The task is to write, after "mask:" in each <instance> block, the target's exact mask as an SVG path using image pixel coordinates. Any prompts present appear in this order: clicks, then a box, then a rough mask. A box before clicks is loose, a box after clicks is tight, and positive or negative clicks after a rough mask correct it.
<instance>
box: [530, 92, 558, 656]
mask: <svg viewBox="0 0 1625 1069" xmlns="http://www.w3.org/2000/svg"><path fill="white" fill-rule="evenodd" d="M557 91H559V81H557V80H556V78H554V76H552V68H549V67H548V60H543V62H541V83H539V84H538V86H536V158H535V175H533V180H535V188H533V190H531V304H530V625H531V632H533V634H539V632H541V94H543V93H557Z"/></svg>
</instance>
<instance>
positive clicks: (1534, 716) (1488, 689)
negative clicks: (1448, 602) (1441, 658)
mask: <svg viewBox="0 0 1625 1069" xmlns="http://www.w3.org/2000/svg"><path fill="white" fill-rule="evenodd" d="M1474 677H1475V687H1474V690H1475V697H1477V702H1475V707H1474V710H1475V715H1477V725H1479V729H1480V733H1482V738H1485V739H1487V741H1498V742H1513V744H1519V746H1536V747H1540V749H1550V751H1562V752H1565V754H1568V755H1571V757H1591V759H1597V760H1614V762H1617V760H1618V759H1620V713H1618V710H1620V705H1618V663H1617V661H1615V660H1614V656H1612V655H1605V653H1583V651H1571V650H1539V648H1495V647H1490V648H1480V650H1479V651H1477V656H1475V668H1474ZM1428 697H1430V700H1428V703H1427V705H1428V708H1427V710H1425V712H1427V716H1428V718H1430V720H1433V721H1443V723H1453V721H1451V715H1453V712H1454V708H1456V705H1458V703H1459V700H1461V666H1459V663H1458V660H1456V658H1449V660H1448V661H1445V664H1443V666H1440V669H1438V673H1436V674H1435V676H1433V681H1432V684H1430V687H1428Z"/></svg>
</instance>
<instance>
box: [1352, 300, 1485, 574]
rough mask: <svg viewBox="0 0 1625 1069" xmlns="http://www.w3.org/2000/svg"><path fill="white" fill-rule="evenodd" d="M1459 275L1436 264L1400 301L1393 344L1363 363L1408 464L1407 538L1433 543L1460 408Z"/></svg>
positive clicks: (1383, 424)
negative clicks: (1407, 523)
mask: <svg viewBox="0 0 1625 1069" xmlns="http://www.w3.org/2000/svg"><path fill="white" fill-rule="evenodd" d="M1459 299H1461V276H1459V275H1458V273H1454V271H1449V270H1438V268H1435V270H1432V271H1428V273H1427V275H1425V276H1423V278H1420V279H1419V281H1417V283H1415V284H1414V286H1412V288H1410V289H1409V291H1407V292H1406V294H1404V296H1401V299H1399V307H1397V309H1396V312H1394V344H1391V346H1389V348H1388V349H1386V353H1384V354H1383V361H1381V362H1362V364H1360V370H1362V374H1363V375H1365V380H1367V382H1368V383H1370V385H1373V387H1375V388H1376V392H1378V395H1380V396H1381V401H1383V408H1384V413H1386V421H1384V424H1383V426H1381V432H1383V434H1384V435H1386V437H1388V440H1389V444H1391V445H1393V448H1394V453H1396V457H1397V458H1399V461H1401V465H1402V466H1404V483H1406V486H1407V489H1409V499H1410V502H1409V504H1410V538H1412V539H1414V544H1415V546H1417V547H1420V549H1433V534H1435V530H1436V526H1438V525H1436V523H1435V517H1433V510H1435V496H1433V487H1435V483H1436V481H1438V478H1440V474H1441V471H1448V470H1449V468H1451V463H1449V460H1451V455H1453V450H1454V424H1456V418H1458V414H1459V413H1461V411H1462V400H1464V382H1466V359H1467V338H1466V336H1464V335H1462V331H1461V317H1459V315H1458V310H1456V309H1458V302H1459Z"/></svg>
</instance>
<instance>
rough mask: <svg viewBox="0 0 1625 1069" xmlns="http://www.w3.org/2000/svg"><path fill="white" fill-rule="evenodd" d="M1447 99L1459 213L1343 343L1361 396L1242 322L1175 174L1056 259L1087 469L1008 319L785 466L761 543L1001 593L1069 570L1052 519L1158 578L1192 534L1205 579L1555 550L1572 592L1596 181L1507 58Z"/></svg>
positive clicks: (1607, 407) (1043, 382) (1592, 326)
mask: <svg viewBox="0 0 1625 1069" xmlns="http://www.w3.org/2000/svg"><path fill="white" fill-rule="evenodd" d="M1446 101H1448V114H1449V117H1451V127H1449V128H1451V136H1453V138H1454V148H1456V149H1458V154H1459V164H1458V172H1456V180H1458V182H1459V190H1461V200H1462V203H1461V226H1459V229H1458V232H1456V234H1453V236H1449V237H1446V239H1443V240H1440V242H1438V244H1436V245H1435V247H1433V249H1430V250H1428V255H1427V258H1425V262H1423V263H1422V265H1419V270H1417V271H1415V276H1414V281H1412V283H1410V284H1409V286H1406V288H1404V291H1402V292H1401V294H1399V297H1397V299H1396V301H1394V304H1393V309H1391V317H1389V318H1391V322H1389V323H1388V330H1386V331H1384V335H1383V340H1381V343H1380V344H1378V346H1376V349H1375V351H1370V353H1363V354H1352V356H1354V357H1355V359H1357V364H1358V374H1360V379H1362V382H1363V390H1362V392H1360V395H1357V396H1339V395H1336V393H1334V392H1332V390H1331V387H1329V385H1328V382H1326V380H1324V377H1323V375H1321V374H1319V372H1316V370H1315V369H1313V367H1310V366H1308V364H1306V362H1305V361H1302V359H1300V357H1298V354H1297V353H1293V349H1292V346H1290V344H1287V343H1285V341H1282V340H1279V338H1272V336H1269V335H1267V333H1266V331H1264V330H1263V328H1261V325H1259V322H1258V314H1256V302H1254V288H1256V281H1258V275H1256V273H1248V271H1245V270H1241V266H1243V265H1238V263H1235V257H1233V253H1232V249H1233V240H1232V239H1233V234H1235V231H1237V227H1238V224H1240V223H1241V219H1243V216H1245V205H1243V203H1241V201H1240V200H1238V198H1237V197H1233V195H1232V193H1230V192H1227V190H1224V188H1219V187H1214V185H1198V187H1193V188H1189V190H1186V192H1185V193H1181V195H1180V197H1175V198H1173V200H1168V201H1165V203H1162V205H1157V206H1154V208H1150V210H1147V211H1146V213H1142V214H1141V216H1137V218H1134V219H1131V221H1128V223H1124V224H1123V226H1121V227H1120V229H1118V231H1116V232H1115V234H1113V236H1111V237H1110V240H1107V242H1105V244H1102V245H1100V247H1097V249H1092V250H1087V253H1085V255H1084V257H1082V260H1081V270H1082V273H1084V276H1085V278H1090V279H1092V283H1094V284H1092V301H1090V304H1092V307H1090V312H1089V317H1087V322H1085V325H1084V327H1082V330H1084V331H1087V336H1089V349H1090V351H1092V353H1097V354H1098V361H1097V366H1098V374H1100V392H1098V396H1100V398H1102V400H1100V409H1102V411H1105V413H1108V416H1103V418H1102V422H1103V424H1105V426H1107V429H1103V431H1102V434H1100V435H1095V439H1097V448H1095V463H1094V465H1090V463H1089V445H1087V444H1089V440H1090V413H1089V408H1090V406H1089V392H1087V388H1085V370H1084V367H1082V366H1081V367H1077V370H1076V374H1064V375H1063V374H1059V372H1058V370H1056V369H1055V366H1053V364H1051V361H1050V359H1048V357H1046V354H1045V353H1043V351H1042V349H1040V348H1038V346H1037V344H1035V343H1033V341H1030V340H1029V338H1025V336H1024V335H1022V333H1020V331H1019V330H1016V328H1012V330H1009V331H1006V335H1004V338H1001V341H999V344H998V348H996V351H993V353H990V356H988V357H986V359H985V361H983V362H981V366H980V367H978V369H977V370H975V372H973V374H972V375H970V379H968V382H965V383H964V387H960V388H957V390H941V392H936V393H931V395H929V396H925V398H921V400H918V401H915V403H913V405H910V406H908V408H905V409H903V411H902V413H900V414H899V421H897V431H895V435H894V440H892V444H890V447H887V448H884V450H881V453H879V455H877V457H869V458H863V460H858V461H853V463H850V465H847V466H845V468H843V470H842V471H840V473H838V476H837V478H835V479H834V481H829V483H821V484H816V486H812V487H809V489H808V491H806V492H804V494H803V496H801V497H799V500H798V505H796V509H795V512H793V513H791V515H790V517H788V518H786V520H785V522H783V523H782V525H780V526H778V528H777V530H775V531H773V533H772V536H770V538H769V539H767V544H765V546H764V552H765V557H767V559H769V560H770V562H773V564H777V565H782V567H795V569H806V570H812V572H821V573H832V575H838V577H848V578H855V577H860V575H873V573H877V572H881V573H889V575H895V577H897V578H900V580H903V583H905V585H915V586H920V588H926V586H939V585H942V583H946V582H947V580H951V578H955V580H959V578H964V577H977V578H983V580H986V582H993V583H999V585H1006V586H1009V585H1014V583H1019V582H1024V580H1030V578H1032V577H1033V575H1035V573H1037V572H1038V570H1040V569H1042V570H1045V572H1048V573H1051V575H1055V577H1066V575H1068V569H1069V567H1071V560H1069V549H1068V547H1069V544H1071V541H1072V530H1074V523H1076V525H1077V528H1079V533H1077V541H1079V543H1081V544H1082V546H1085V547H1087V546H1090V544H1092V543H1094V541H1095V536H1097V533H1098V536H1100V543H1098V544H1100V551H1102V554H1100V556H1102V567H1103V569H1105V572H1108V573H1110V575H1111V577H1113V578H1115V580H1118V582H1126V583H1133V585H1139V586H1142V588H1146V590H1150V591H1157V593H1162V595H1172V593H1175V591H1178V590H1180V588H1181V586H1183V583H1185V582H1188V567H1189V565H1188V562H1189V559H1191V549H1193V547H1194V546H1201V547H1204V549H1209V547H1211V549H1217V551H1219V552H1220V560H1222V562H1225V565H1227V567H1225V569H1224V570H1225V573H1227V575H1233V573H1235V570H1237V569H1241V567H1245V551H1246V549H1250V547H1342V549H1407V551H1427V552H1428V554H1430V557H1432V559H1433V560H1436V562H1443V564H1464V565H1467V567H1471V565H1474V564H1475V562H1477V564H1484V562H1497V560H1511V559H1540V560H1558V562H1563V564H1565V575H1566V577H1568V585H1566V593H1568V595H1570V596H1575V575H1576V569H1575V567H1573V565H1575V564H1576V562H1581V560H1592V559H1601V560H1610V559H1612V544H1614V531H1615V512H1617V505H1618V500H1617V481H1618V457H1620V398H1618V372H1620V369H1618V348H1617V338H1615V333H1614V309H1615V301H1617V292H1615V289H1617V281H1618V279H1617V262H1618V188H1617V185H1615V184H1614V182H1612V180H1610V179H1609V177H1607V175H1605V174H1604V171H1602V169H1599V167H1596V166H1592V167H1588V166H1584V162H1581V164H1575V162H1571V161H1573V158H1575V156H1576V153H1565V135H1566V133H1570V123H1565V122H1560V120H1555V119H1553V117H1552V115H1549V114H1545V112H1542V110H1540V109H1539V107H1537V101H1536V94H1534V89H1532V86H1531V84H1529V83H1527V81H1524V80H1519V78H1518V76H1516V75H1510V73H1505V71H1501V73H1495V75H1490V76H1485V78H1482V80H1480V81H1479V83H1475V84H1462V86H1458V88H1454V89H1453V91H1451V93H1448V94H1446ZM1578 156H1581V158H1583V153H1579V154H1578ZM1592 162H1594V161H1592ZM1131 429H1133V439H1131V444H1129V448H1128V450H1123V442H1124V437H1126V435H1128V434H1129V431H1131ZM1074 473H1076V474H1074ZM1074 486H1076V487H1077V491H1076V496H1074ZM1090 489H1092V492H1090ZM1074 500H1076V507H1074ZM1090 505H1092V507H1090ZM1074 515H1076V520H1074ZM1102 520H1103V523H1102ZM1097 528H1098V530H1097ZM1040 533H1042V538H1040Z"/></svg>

+-------+

● **Exercise instructions**: Filter the records, keeping each line that contains the word "negative" with matching case.

● **Answer area**:
The task is to write, after "mask:" in each <instance> block, the target's exact mask as an SVG path using image pixel coordinates. Any prompts present appear in this order: clicks, then a box, then a rough mask. A box before clicks is loose, a box after clicks is tight, and positive or negative clicks after a rough mask correct it.
negative clicks: (1448, 602) (1441, 658)
negative clicks: (1407, 523)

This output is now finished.